The entries are to be printed again word for word, but no picture may appear.

+++ RECORDS SHOWN +++

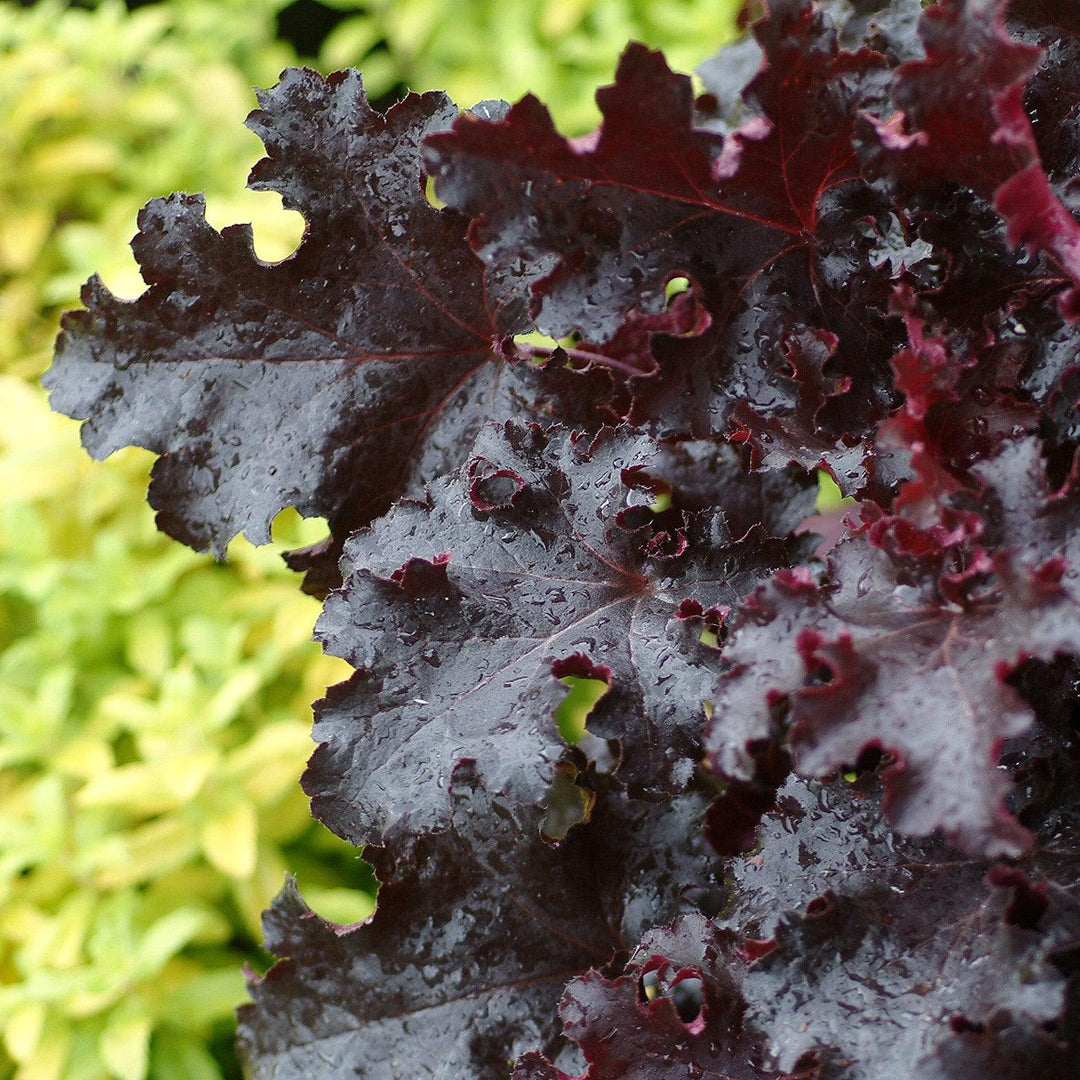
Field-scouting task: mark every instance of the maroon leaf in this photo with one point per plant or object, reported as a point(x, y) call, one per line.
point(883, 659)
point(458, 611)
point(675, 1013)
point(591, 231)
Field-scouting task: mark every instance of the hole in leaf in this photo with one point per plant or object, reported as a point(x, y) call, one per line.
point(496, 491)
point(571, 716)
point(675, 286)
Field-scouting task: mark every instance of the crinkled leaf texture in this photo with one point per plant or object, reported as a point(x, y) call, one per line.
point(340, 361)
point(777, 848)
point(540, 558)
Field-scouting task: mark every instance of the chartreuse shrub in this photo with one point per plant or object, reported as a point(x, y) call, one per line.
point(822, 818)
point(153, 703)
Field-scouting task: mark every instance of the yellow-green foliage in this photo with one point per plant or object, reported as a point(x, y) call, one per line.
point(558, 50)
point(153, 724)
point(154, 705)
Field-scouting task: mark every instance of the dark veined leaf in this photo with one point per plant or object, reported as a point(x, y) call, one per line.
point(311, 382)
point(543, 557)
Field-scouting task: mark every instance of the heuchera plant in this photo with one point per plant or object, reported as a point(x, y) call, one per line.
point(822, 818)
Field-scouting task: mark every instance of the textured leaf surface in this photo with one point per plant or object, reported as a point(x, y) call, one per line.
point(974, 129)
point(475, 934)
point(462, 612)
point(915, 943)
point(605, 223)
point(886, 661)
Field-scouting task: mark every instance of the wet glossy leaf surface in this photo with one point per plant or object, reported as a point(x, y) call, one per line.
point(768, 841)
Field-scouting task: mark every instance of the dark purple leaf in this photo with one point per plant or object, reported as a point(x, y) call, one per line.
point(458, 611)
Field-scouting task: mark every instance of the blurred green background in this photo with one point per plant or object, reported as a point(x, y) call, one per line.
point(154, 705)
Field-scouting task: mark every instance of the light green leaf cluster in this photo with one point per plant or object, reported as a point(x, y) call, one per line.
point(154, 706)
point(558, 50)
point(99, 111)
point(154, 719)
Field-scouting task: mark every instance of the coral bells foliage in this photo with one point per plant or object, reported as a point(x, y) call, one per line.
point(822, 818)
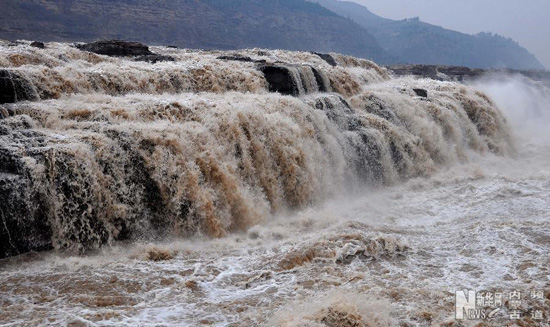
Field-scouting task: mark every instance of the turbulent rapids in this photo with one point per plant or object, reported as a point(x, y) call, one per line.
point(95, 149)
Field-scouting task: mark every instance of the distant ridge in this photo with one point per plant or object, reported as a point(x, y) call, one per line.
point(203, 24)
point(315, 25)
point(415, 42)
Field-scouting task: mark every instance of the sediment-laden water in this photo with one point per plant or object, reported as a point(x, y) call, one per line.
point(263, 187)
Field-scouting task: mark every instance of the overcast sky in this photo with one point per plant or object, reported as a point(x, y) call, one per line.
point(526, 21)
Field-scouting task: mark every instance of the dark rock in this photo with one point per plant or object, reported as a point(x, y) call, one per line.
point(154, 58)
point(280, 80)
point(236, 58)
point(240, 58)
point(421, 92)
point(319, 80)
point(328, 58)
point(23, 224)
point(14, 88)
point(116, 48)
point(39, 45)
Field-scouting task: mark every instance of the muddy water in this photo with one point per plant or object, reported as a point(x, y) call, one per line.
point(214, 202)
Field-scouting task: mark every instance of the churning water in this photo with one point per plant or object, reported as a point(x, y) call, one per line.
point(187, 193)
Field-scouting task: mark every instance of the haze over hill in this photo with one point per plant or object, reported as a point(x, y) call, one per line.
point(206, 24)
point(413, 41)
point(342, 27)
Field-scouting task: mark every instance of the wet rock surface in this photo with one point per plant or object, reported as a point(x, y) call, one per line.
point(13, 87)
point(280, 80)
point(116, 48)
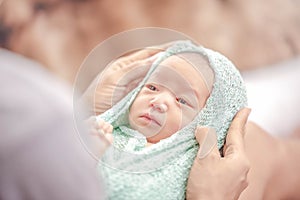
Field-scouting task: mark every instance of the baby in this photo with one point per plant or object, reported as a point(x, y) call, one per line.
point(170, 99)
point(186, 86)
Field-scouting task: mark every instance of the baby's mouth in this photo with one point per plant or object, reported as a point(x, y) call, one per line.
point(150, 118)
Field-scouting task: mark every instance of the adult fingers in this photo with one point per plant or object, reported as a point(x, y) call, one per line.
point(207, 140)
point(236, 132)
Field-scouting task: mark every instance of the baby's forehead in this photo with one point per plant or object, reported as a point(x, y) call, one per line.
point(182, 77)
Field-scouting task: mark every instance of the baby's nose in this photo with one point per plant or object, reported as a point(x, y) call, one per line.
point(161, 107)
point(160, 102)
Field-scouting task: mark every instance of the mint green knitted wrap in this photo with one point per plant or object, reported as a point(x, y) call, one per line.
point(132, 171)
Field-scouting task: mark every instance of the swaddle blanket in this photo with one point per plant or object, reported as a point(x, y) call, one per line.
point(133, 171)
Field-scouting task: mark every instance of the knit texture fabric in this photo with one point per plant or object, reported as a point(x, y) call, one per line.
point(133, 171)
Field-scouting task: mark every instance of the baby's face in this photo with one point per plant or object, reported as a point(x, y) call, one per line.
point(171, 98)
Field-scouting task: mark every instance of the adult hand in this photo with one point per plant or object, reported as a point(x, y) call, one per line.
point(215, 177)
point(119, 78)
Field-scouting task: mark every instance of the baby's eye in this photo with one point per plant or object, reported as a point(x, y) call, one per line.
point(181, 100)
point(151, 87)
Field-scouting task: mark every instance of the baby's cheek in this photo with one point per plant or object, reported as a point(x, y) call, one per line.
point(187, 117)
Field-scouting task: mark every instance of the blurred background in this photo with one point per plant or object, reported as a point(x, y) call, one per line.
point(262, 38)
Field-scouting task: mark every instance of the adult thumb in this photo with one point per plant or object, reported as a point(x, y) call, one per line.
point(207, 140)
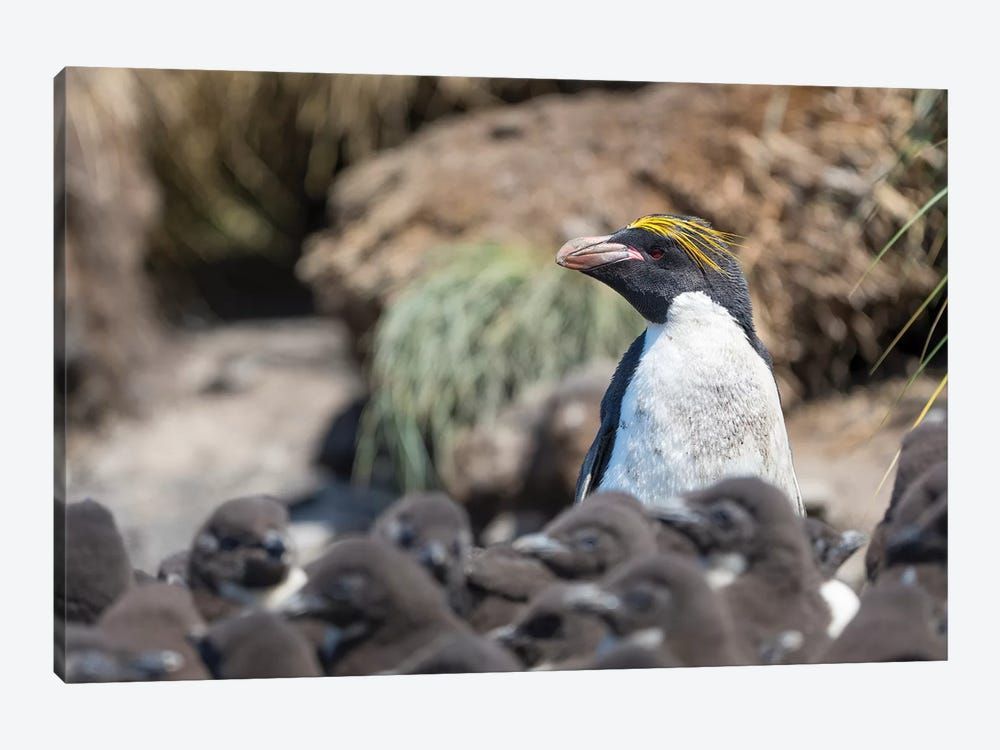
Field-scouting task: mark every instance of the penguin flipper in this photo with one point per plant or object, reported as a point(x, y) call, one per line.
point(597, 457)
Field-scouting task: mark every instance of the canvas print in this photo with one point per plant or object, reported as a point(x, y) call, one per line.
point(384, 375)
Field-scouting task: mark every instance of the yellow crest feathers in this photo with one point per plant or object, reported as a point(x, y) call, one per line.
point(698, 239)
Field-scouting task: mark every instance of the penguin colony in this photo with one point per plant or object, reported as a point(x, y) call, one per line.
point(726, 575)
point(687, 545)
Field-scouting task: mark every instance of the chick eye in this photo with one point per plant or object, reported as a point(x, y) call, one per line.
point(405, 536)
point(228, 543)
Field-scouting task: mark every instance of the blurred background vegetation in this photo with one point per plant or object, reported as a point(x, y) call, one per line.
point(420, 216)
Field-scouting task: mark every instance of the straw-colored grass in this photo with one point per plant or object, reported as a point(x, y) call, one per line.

+++

**RESPONSE TO THE EXERCISE:**
Field-scouting task: mark every instance of the maroon leaf in this photo with one point per plant or object, reported as a point(x, y) call, one per line.
point(883, 659)
point(458, 611)
point(675, 1013)
point(591, 231)
Field-scouting task: mark every instance of the hole in leaf in this photo with one point per plant or object, reported as a point(x, y) call, one per line.
point(496, 491)
point(571, 716)
point(675, 286)
Field-scouting task: mark every instance of the crinkled leaf texture in this photo with one point per plant or object, reported as a point(x, y) call, one per line.
point(340, 361)
point(777, 848)
point(540, 558)
Field-scouting task: mark every instance of the chartreuse shrub in this photo with one point per plant or object, reported as a point(x, y) call, one per line.
point(822, 818)
point(153, 703)
Field-scouting task: mark every instance of the yellow-green foliage in this photo with one point per plant or object, reported as a point(x, y) call, one per line.
point(558, 50)
point(153, 724)
point(154, 705)
Field-scouting task: mark every instance of the dark veined leaf in this photo with one point per plant or object, reported as a point(x, y) call, one per line.
point(311, 382)
point(543, 557)
Field-scouting task: mark every instance of the heuchera plant in this photo with one point per plant or object, reported as a point(x, y) call, one per line.
point(822, 818)
Field-scouting task: mark every instance of the textured leaf surface in this photo with one point per plant or object, reported as a point(x, y) call, one per line.
point(974, 129)
point(475, 934)
point(462, 612)
point(915, 943)
point(605, 223)
point(886, 661)
Field-scouting task: mark every instance of the wet glossy leaf surface in this photo with one point per plant or object, reported as a point(x, y) call, one per line.
point(768, 841)
Field-scouting task: mark every instance of the dark purple leaf in this photo with one point per plant or object, reported as a point(x, y) call, one per line.
point(458, 611)
Field-scouting task: mark every instance of the blurred green background in this photo with one point per plant or object, reported as a point(x, y) call, one per line.
point(154, 705)
Field-scouting task: mark every instance of the light green leaf cluster in this photo with one point per plant or object, reported as a point(x, y) call, one per line.
point(154, 706)
point(558, 50)
point(99, 111)
point(154, 719)
Field-scouting task: mark every instance of the coral bells foliage in this photo with one point per plant or object, reported as a point(x, y) call, one per line.
point(822, 818)
Field-scouting task: mark every instance of the turbulent rapids in this photo with one point per plant or object, reported as a point(x, y) call, one per line.
point(95, 149)
Field-scouting task: mark every instance of the distant ridge in this photo with one point per plant or object, reported as a point(x, y) call, one per line.
point(203, 24)
point(315, 25)
point(415, 42)
Field-scouting task: mark every instance of the sediment-laden water in this photo with one point per plant or object, reported as a point(x, y) call, one per line.
point(263, 187)
Field-scouting task: mark every instance of the overcast sky in this photo with one point per plant or object, reported as a point(x, y) call, one per line.
point(526, 21)
Field-scouting task: mark every instance of the dark rock in this photo with one point per plant or object, reported as a point(x, y) call, one per line.
point(154, 58)
point(280, 80)
point(236, 58)
point(240, 58)
point(421, 92)
point(319, 80)
point(328, 58)
point(23, 224)
point(14, 88)
point(116, 48)
point(39, 45)
Field-scouting task: mark every instance of the muddy water in this photo with one point per plant or object, reported as a point(x, y) call, one per line.
point(214, 202)
Field-scouting task: mark every instance of the churning water in this photo with one point per plant or object, reported as a point(x, y) call, one per line.
point(187, 193)
Field-scouting task: mark every instance of the haze over hill in this photo with one point per plant or object, reported as a point(x, y) call, one per line.
point(206, 24)
point(413, 41)
point(342, 27)
Field-scouting task: mark every instance of the wet rock surface in this photo with one point per plant or object, reported as a point(x, y) call, one per line.
point(13, 87)
point(280, 80)
point(116, 48)
Field-scouting task: mark every instance of the baby in this photo with one point per plant or object, reported as a point(x, y) call, one per line.
point(170, 99)
point(186, 86)
Field-scouting task: mark every instance of the baby's mouth in this photo with one point per plant or object, reported as a point(x, y) call, one per line.
point(150, 118)
Field-scouting task: mark every instance of the adult fingers in this photo with one point per plant or object, reported as a point(x, y) call, one per line.
point(207, 140)
point(236, 132)
Field-scouting task: mark every instance of the baby's forehead in this photo with one point per plant or object, reported as a point(x, y) call, one per line.
point(182, 77)
Field-scouting task: mark every instance of the baby's nose in this photo with one point per plant or object, reported as a point(x, y) call, one per line.
point(161, 107)
point(160, 102)
Field-scouting task: mark every instance of the mint green knitted wrap in this photo with one point per plant or object, reported as a point(x, y) call, one per line.
point(132, 171)
Field-scouting task: mark every instance of the swaddle blanket in this photo with one point per plant or object, reported as a point(x, y) call, one per line.
point(133, 171)
Field-scouting task: mark every instance of the knit texture fabric in this photo with one point per plant or object, reported as a point(x, y) call, one per line.
point(133, 171)
Field-scouting task: mark every instance of the baby's face in this photo with one point per plant or object, reported as a point(x, y) call, one per line.
point(171, 98)
Field-scouting task: mark every instance of the adult hand in this photo with one point per plant or object, reported as a point(x, y) call, one per line.
point(215, 177)
point(119, 78)
Field-scouting task: mark every instance of the baby's eye in this photo with one point per plant or object, reported as a point(x, y) call, one per line.
point(181, 100)
point(151, 87)
Field-scouting task: mark every instance of the baby's cheek in this photo with one point per plant or object, reported as a point(x, y) call, one per line.
point(187, 117)
Field-scouting task: mark every instance of the blurred background in this photo with one point per plant or object, reported as a point(x, y) call, one per line.
point(262, 38)
Field-scouting task: mark every instance of the adult thumb in this photo with one point per plant or object, reported as a point(x, y) call, one per line.
point(207, 140)
Field-scouting task: mark every instance of the penguin flipper in this photo with one point per plant or object, reported as a point(x, y) call, one per line.
point(597, 457)
Field-scouting task: mark every instance of the canvas print in this photo with one point per plant or object, reported as a point(x, y) call, one per line.
point(384, 375)
Field-scouting task: mark every instance of the yellow crest feathers in this photo with one point per plant or object, reported as a point(x, y) call, one per line.
point(698, 239)
Field-scouting task: mark every instance of the penguin colony in this photo with one point per plant or object, reported as a point(x, y) call, one per line.
point(726, 575)
point(687, 545)
Field-scouting task: mark every instance of the chick eye in this photo with one point per plant or object, reported as a point(x, y) call, one per line.
point(405, 536)
point(228, 543)
Field-scouting task: mark every instance of the blurred background vegetation in this photo with one point per plant or object, reported as a point(x, y) call, one per line.
point(420, 216)
Field-scouting task: mark every instance of the straw-colored grass in this photo with one point per plant or object, reported as a point(x, y) call, one per line.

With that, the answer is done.